#### EXTRAIT FOURNI

Ces 13 petits tableaux ne sont pas des esquisses, mais bien des œuvres achevées. Ils constituent une série complète et sont numérotés de 1 à 13. Fernand Toupin les a réalisés, dans une courte période, en 1992, dans l’atelier de sa maison de Terrebonne, directement sur un support carton, sans croquis, ce qui est inhabituel chez lui. Ces œuvres n’ont pas été retouchées par la suite, ni reproduites en grand format. Claude Gauthier, collectionneur et ami fidèle de l’artiste, note la minutie dans ces tableaux, « la même minutie que dans les autres œuvres, parce que Toupin n’a jamais fait de compromis4 ». L’artiste n’a cependant pas eu l’occasion de les présenter. Œuvres inédites, soigneusement conservées pendant vingt ans, elles ont récemment été encadrées.
Œuvres témoins de la période de réflexion de Toupin
Cette série de petites œuvres revêt toute son importance parce qu’elle marque « la fin d’un cycle, au moment où Toupin abandonne la matière avant de reprendre la géométrie5 ». Tout de même, pour réaliser ces tableaux, « il a voulu explorer, tout en restant matiériste, tout en respectant sa période matiériste6 ». Nous savions que l’artiste s’est accordé « une période de réflexion au début des années quatre-vingt-dix [et qu’] au terme d’un temps d’arrêt de quelques années durant lesquelles il ne [s’est adonné] qu’à la réalisation de croquis et d’esquisses, il [a recommencé] à peindre en 1994 […] une série de tableaux géométriques qu’il [a exposés] à la Galerie Riverin-Arlogos7. » Cette série des 13 petits tableaux s’inscrit donc dans une période charnière entre la période matiériste (1964-1993) et le retour aux formes géométriques (1993-2001).
D’autres œuvres de 1970 et de 1984
En complément, la Galerie Bernard expose 19 œuvres sur papier dont six gouaches de la série des « coulées de couleurs » réalisées à Paris, en 1970, pour la première exposition de Fernand Toupin, à la Galerie Arnaud. Le visiteur peut également admirer 13 acryliques sur papier, de 1984, qui reprennent le concept des « coulées de couleurs » tout en produisant l’illusion de la matière par une technique de gaufrage de papier.

########

ÉNONCÉ =
Pourriez-vous recopier à l'identique, dans l'extrait sur les petits tableaux de Fernand Toupin, le passage qui va de « Ces 13 petits » jusqu'à « récemment été encadrées. » ? Les entrées ne servent à rien ici.

#### INFORMATIONS FOURNIES

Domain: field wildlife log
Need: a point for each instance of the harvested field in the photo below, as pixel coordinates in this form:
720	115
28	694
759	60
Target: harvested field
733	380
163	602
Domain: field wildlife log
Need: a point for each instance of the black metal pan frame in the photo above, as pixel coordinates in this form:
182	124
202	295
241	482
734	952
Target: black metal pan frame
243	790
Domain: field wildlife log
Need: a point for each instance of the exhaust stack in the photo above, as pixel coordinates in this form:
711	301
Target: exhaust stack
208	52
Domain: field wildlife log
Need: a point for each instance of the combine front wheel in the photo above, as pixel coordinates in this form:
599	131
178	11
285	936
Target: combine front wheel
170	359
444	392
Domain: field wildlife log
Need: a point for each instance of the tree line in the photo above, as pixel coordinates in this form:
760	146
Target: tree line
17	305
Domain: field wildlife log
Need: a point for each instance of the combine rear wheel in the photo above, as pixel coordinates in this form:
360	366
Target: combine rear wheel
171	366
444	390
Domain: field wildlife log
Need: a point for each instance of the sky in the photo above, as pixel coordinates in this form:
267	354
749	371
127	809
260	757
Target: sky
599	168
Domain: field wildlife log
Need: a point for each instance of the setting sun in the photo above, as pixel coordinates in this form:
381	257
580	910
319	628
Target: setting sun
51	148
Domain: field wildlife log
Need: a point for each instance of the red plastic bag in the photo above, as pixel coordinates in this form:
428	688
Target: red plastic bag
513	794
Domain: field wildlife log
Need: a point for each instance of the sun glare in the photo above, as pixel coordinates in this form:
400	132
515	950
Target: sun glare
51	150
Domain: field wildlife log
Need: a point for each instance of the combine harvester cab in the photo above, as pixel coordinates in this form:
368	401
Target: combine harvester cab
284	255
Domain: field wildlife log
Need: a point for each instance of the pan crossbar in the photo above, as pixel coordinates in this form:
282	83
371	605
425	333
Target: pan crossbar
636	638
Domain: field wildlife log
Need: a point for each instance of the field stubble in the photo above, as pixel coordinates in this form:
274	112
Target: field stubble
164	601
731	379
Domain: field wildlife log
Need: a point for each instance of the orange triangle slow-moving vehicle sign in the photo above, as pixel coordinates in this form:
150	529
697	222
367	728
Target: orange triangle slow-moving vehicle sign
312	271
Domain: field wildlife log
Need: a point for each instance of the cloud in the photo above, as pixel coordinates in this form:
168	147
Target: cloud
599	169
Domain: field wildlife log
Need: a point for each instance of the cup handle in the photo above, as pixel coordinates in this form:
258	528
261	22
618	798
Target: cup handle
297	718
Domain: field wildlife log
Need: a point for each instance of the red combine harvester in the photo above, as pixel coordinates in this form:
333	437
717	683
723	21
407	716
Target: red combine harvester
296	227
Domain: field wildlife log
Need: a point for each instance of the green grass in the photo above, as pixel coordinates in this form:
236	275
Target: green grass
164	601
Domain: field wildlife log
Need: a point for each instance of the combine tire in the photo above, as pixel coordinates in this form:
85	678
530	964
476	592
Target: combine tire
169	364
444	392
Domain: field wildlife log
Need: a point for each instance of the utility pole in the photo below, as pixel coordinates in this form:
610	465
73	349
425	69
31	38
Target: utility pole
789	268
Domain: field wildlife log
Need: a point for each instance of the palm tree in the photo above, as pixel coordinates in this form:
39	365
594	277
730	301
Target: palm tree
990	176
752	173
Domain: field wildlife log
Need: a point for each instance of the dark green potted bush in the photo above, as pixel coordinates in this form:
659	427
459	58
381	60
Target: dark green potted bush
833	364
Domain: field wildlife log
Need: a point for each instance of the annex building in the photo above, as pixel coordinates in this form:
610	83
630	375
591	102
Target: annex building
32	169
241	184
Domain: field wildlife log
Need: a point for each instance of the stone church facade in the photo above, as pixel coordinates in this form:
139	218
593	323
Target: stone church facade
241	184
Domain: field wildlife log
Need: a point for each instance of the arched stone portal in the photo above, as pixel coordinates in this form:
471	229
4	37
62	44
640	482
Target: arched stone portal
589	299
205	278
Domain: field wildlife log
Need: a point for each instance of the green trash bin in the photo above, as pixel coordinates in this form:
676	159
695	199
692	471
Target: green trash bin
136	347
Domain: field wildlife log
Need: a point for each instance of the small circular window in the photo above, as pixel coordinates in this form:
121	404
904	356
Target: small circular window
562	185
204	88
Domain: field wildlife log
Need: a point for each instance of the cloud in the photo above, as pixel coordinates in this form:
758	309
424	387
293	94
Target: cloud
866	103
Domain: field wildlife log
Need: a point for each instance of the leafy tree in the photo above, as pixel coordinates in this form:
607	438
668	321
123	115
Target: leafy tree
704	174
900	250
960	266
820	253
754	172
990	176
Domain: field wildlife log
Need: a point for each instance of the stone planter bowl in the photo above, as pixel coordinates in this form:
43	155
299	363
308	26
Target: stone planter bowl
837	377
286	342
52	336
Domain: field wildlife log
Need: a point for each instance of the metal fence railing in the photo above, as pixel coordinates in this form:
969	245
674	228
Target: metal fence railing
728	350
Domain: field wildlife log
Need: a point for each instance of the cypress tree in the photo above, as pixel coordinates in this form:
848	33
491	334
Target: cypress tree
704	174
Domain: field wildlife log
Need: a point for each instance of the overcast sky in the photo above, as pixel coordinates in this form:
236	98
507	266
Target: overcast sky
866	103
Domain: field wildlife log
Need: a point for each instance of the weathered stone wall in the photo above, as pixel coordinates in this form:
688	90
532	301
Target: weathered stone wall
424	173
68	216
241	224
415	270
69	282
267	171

########

SOLUTION RÉDIGÉE =
Ces 13 petits tableaux ne sont pas des esquisses, mais bien des œuvres achevées. Ils constituent une série complète et sont numérotés de 1 à 13. Fernand Toupin les a réalisés, dans une courte période, en 1992, dans l’atelier de sa maison de Terrebonne, directement sur un support carton, sans croquis, ce qui est inhabituel chez lui. Ces œuvres n’ont pas été retouchées par la suite, ni reproduites en grand format. Claude Gauthier, collectionneur et ami fidèle de l’artiste, note la minutie dans ces tableaux, « la même minutie que dans les autres œuvres, parce que Toupin n’a jamais fait de compromis4 ». L’artiste n’a cependant pas eu l’occasion de les présenter. Œuvres inédites, soigneusement conservées pendant vingt ans, elles ont récemment été encadrées.